ЗАПИСИ К ЗАДАНИЮ.
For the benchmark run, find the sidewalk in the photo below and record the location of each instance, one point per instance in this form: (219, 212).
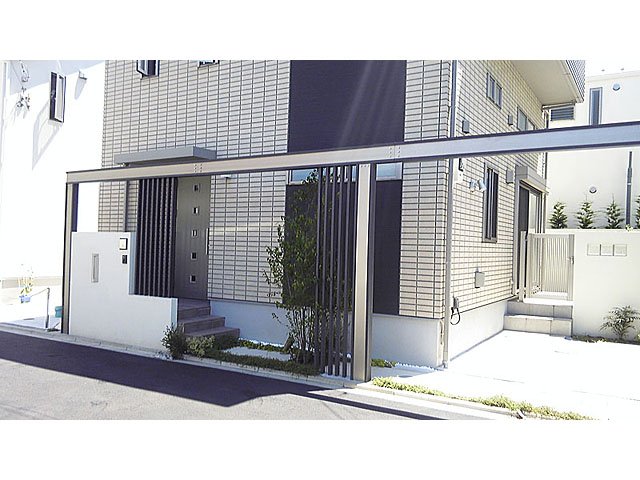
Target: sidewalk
(594, 379)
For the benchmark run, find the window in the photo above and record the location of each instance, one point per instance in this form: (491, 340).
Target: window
(491, 206)
(562, 113)
(524, 123)
(56, 97)
(299, 176)
(148, 68)
(595, 106)
(494, 90)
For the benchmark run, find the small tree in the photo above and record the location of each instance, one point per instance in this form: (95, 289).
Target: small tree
(586, 215)
(620, 320)
(292, 264)
(614, 215)
(558, 217)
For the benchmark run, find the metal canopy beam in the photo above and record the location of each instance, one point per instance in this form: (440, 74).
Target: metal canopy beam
(571, 138)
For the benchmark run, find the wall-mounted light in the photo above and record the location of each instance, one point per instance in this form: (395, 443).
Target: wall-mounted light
(477, 185)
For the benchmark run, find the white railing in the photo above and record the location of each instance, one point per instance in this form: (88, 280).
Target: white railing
(546, 265)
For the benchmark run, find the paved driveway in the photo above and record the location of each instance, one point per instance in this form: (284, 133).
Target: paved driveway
(45, 379)
(595, 379)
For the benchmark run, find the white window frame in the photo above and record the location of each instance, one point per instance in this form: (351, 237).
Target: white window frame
(148, 68)
(57, 96)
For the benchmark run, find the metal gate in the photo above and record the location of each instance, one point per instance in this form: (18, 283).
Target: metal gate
(546, 265)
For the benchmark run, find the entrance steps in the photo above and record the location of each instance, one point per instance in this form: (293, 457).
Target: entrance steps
(194, 316)
(540, 315)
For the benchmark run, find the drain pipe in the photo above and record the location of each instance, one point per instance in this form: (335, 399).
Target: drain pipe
(629, 173)
(449, 231)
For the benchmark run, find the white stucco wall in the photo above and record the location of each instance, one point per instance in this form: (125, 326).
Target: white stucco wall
(405, 339)
(35, 155)
(105, 310)
(603, 282)
(476, 326)
(571, 174)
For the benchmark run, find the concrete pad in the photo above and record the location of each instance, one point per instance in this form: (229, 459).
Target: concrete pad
(595, 379)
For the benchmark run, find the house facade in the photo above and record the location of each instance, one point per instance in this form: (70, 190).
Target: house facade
(50, 123)
(598, 176)
(434, 241)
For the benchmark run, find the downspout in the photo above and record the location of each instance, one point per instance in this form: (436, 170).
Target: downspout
(629, 174)
(449, 231)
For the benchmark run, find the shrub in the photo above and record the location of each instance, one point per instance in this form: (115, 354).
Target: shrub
(620, 320)
(614, 215)
(175, 341)
(558, 218)
(292, 269)
(586, 215)
(203, 346)
(379, 362)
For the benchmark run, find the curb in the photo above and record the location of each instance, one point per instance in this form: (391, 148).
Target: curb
(322, 380)
(436, 399)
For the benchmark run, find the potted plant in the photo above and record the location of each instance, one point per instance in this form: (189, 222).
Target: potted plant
(26, 286)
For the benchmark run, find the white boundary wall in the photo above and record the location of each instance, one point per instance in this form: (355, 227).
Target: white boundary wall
(106, 310)
(602, 282)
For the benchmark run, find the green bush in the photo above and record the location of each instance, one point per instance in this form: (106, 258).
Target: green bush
(379, 362)
(558, 218)
(260, 362)
(495, 401)
(620, 320)
(175, 341)
(614, 215)
(586, 215)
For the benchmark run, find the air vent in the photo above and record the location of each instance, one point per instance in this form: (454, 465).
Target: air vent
(562, 113)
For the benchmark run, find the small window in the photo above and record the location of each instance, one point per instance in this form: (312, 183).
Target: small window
(524, 123)
(494, 90)
(148, 68)
(56, 97)
(491, 206)
(562, 113)
(389, 171)
(299, 176)
(595, 106)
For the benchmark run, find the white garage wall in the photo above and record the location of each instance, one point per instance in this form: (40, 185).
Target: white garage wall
(106, 310)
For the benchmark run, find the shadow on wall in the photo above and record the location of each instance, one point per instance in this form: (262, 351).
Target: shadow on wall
(44, 131)
(40, 71)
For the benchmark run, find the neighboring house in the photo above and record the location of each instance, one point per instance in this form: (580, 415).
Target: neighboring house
(232, 109)
(598, 176)
(50, 123)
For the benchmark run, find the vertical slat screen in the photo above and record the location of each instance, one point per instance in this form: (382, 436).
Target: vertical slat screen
(156, 237)
(335, 269)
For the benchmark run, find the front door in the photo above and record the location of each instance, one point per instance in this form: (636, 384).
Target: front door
(192, 237)
(529, 218)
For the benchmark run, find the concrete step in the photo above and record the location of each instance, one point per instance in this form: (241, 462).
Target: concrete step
(538, 324)
(192, 312)
(217, 332)
(539, 309)
(196, 324)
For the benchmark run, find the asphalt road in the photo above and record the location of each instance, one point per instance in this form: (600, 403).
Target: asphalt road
(46, 379)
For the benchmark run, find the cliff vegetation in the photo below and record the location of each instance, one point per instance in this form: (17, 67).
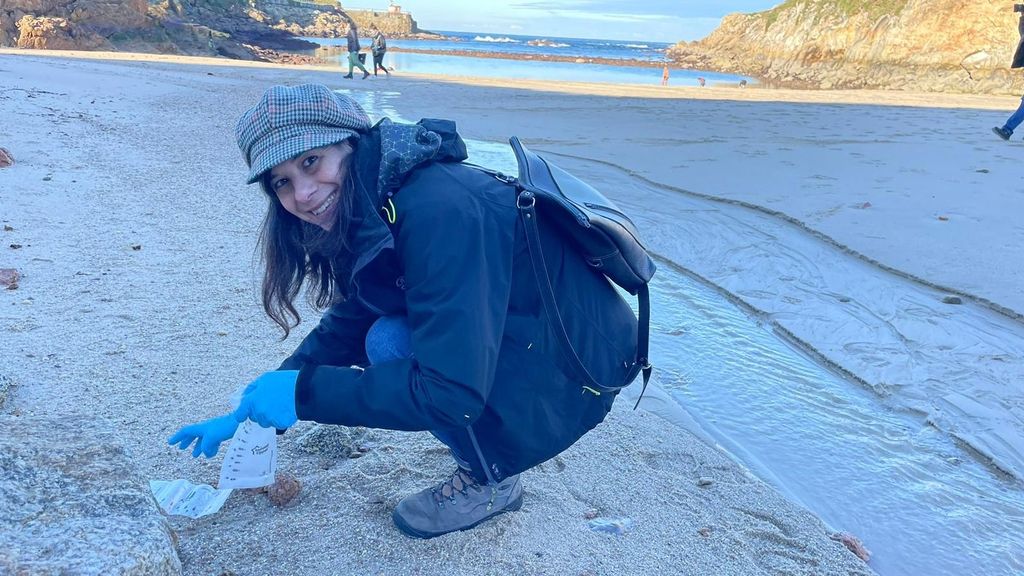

ЗАДАНИЕ.
Выпишите полностью каждую строку записей выше, в которой есть слово «downspout». Регистр букв учитывается.

ОТВЕТ.
For the benchmark run, find the downspout in the photo above and record the location of each instance, one point per instance in this form: (436, 170).
Target: downspout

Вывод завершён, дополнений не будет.